Markus Prieth: Herzlichen Glückwunsch, liebe SchweizerInnen und speziell natürlich all jenen davon, die das wirklich interessiert. Weil, warum tun wir immer noch so, als wäre diese Freizeitbeschäftigung unausweichlich Teil jeder Schweizer Seele, ein zweifelsfrei einzigartiger Gesang, der seine Repertoirequellen hauptsächlich ab dem 19. Jahrhundert bezieht? Und da wir hier nur einen Teil der „Jodellandschaft“ pauschal und innerhalb einer einzigen Nation zu einem Weltkulturerbe erheben, ist schon so schwierig, dass man munkeln möchte, der Tourismus habe am meisten davon. (Schon nach drei Sätzen so polemisch! Montagmorgen, sorry.)
Wir haben jetzt eine Schlagzeile: Jodeln ist Weltkulturerbe und gemeint ist damit nur ein Teil der Landschaft.

(Gespeicherte Einträge)
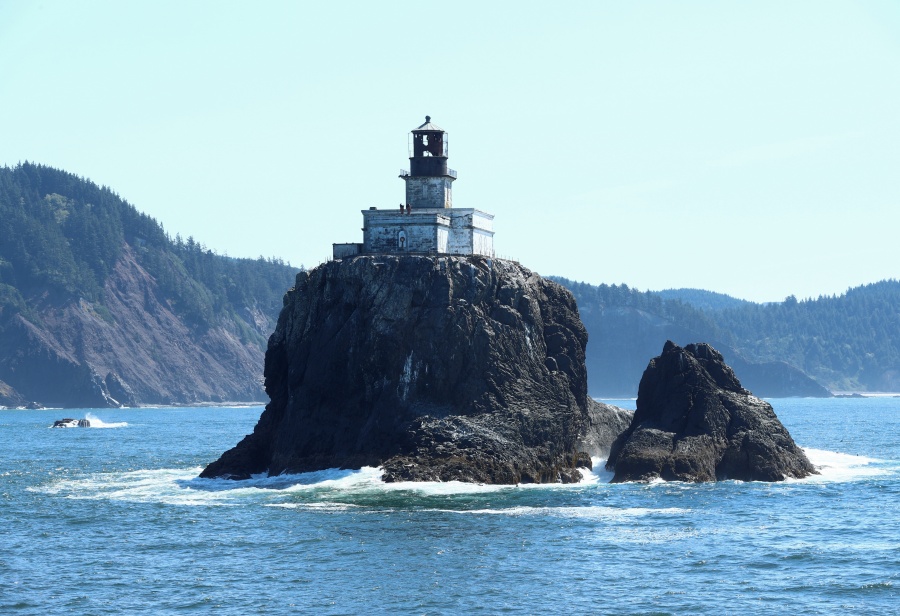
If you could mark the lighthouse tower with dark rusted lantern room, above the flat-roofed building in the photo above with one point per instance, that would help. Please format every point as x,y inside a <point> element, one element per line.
<point>429,181</point>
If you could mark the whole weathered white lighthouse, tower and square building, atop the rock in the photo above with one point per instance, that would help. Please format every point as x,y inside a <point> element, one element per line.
<point>426,221</point>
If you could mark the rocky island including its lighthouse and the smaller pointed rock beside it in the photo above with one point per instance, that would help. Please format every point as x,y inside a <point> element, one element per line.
<point>418,352</point>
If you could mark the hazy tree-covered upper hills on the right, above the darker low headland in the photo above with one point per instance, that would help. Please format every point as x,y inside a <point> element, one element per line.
<point>846,342</point>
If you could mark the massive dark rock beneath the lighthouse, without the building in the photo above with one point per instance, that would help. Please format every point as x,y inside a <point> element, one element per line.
<point>436,368</point>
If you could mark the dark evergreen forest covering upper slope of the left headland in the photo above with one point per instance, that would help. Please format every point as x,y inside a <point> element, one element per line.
<point>61,236</point>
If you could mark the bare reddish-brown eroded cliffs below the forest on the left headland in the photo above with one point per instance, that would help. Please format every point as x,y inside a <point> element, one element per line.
<point>137,352</point>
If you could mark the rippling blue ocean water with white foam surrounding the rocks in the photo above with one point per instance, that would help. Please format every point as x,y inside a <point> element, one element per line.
<point>113,520</point>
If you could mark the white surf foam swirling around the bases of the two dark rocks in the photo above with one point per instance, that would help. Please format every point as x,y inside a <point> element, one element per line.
<point>339,490</point>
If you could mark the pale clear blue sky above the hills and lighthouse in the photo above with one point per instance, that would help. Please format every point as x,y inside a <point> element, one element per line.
<point>747,148</point>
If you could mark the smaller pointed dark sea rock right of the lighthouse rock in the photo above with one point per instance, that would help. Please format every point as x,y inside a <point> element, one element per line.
<point>695,422</point>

→ **DEINE AUFGABE**:
A: Ab welchem Jahrhundert bezieht der Gesang seine Repertoirequellen laut dem Text über das Jodeln hauptsächlich?
B: Gib aus dem Text über das Jodeln den Abschnitt wieder, der mit den Worten „Markus Prieth: Herzlichen“ beginnt und mit „polemisch! Montagmorgen, sorry.)“ endet, und ersetze darin „Tourismus“ durch „Handel“.

→ **LÖSUNGSTEIL**:
A: Hauptsächlich ab dem 19. Jahrhundert.

B:
Markus Prieth: Herzlichen Glückwunsch, liebe SchweizerInnen und speziell natürlich all jenen davon, die das wirklich interessiert. Weil, warum tun wir immer noch so, als wäre diese Freizeitbeschäftigung unausweichlich Teil jeder Schweizer Seele, ein zweifelsfrei einzigartiger Gesang, der seine Repertoirequellen hauptsächlich ab dem 19. Jahrhundert bezieht? Und da wir hier nur einen Teil der „Jodellandschaft“ pauschal und innerhalb einer einzigen Nation zu einem Weltkulturerbe erheben, ist schon so schwierig, dass man munkeln möchte, der Handel habe am meisten davon. (Schon nach drei Sätzen so polemisch! Montagmorgen, sorry.)